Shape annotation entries
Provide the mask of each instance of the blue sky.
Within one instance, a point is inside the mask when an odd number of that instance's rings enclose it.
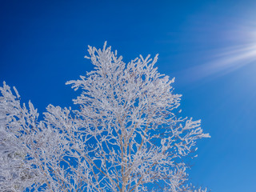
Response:
[[[1,1],[0,82],[43,112],[72,105],[68,80],[92,69],[105,41],[129,62],[159,54],[198,142],[191,180],[218,192],[256,191],[255,1]]]

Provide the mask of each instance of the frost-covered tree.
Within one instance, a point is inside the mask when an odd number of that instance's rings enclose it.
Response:
[[[126,64],[106,44],[88,50],[94,70],[66,83],[82,90],[78,110],[50,105],[39,121],[0,87],[0,190],[206,191],[189,183],[183,160],[209,134],[178,116],[181,95],[158,56]]]

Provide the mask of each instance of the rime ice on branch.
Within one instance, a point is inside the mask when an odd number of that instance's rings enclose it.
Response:
[[[82,90],[78,110],[50,105],[38,121],[16,89],[0,88],[0,190],[206,191],[189,184],[183,159],[210,136],[177,117],[181,95],[158,56],[126,64],[106,44],[88,50],[94,70],[66,83]]]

Work to complete:
Gather every line of the data that contains the word "Provide", matching its case exactly.

Response:
Provide the mask of each instance of the blue sky.
Provide the mask of each instance of the frost-covered tree.
Provide the mask of each instance of the rime ice on branch.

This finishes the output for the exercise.